-- start --

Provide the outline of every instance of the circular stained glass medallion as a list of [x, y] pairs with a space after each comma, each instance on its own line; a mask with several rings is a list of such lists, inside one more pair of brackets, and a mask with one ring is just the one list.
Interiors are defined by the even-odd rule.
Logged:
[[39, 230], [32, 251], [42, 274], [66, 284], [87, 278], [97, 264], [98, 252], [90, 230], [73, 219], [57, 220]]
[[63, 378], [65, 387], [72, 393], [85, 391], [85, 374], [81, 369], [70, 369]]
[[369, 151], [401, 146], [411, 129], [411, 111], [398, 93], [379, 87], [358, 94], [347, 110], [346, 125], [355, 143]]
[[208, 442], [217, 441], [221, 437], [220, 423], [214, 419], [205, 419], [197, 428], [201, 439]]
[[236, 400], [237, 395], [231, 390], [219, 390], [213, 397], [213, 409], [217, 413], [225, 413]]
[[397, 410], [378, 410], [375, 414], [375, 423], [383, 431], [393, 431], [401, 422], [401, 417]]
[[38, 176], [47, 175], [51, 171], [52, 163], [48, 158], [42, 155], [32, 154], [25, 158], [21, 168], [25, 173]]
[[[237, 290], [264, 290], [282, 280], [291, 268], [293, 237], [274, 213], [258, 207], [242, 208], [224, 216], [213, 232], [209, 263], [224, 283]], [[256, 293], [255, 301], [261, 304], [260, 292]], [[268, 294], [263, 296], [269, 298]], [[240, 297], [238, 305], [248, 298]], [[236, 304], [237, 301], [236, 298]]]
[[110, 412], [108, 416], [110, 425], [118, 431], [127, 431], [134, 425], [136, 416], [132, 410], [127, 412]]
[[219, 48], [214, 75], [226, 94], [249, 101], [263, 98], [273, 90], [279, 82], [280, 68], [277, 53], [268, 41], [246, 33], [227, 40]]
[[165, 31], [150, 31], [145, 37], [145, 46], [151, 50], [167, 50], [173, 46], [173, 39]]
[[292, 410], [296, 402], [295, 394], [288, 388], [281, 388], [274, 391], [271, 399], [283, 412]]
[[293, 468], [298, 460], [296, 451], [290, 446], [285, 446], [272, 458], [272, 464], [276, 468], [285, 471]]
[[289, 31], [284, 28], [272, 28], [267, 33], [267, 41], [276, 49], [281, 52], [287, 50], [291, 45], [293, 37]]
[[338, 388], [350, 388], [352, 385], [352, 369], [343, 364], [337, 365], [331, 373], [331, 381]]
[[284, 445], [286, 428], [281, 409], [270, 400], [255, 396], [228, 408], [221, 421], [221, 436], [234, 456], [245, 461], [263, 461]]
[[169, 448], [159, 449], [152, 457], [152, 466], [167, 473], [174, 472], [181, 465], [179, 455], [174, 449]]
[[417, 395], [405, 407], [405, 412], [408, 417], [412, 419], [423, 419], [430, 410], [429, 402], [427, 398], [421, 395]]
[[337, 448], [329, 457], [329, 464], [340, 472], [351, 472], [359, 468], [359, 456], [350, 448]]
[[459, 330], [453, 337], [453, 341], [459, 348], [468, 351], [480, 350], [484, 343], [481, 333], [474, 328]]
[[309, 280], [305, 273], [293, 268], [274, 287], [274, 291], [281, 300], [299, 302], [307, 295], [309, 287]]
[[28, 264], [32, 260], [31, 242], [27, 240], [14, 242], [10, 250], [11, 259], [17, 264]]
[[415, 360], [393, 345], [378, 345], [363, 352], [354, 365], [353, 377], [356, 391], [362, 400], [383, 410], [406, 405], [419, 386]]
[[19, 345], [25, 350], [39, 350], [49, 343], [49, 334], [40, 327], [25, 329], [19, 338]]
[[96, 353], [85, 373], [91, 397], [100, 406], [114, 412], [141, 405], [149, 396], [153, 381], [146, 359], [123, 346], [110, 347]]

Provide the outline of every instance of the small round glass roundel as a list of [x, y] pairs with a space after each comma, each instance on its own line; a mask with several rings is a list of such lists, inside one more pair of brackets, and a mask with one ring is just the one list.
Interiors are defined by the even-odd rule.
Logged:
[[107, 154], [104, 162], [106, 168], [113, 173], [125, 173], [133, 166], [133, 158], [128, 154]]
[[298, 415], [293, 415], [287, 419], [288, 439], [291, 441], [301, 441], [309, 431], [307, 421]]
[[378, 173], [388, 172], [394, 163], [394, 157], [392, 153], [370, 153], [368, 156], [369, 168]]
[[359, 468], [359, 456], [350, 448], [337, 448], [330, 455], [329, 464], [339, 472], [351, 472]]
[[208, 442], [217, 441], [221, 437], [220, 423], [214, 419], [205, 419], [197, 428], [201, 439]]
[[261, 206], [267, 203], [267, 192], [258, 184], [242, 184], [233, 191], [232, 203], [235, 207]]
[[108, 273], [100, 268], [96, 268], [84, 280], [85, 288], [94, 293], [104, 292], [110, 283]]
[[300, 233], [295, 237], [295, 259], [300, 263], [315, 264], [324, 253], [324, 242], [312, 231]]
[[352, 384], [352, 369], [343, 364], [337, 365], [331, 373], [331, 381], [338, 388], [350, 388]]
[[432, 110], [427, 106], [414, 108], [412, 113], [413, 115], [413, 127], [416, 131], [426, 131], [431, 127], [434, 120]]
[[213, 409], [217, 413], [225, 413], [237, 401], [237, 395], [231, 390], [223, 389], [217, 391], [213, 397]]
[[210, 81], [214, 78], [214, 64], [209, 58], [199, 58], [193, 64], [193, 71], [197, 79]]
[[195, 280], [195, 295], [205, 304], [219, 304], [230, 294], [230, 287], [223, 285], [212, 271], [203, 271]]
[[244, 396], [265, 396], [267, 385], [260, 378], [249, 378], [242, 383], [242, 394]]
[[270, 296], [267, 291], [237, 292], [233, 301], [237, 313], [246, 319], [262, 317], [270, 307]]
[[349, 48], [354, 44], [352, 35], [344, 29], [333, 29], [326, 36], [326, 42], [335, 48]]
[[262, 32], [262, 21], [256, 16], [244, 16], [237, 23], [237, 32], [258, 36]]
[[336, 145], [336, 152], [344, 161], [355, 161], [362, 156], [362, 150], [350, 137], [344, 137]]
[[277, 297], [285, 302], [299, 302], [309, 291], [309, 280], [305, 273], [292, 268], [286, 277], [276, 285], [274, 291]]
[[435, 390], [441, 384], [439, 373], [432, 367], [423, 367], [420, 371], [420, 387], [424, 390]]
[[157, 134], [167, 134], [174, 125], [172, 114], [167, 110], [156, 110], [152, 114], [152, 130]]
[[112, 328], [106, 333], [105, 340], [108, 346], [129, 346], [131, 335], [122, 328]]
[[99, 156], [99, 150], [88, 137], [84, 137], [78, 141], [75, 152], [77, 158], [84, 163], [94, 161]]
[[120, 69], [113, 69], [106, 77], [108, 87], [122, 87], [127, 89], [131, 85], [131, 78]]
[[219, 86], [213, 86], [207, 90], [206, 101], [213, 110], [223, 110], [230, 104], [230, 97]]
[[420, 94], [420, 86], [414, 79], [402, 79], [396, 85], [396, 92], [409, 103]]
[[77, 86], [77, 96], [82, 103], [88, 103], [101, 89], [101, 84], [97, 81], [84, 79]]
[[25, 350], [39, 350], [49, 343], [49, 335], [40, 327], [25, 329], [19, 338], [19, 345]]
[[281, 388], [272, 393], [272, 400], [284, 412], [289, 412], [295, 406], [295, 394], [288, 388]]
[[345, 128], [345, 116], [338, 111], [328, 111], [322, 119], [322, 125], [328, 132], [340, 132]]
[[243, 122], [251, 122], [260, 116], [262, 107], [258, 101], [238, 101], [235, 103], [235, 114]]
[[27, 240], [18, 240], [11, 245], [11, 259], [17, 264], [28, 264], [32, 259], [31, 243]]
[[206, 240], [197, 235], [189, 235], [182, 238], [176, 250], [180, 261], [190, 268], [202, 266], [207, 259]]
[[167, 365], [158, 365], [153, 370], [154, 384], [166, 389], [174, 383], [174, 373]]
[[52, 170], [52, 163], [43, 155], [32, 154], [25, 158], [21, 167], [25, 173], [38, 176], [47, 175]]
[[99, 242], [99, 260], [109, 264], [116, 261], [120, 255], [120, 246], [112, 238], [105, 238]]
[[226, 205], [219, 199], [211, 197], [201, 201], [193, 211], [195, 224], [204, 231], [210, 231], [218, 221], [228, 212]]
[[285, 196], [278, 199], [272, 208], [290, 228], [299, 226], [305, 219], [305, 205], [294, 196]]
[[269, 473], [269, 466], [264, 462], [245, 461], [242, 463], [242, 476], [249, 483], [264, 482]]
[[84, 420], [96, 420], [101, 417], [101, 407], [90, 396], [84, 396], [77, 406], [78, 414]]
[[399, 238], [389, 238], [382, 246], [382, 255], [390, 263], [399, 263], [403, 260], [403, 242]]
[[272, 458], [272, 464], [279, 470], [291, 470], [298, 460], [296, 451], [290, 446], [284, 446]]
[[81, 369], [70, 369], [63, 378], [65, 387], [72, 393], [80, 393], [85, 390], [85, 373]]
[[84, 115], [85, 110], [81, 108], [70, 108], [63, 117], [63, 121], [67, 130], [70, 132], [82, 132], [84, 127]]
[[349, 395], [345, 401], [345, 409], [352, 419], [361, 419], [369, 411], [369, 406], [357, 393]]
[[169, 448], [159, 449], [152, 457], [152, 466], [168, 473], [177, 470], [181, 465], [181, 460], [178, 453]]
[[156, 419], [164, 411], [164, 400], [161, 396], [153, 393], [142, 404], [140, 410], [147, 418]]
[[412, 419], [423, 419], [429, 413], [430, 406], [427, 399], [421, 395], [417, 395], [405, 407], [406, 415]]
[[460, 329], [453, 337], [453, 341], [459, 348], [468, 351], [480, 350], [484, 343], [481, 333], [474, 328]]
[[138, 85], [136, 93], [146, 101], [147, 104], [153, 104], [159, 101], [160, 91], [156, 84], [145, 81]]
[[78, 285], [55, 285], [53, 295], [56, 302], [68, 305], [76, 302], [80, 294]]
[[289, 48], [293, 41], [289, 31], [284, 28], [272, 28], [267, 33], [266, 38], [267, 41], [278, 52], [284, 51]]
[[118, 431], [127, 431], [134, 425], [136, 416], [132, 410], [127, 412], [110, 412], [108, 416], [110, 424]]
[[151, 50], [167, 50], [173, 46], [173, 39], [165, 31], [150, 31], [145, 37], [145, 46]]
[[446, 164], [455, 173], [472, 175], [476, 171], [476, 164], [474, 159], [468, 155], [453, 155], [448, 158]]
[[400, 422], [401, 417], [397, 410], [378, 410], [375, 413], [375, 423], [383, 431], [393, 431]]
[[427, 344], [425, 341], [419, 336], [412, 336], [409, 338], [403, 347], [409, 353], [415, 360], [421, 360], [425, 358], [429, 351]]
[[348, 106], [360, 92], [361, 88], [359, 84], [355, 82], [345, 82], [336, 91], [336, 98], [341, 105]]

-- end --

**Given problem**
Copy everything in the records from the first line down through the line containing "422], [401, 417]]", both ends included, character for character.

**The completed task**
Provide the outline of every instance of the circular stained glass medallion as a list of [x, y] pairs with a space after each comma, each instance on its own line; a mask with several rings is a list of such lists, inside one more pair of brackets, and a mask with one ring is just the one list.
Interiors are defined by the even-odd rule.
Logged:
[[39, 230], [32, 251], [42, 274], [66, 284], [87, 278], [97, 264], [98, 252], [90, 230], [73, 219], [57, 220]]
[[63, 378], [65, 387], [72, 393], [85, 391], [85, 374], [81, 369], [70, 369]]
[[369, 151], [401, 146], [411, 129], [411, 111], [398, 93], [379, 87], [358, 94], [347, 110], [346, 125], [355, 143]]
[[208, 442], [217, 441], [221, 437], [220, 423], [214, 419], [205, 419], [197, 428], [201, 439]]
[[236, 400], [237, 395], [231, 390], [219, 390], [213, 397], [213, 409], [217, 413], [225, 413]]
[[397, 410], [378, 410], [375, 414], [375, 423], [383, 431], [393, 431], [401, 422], [401, 417]]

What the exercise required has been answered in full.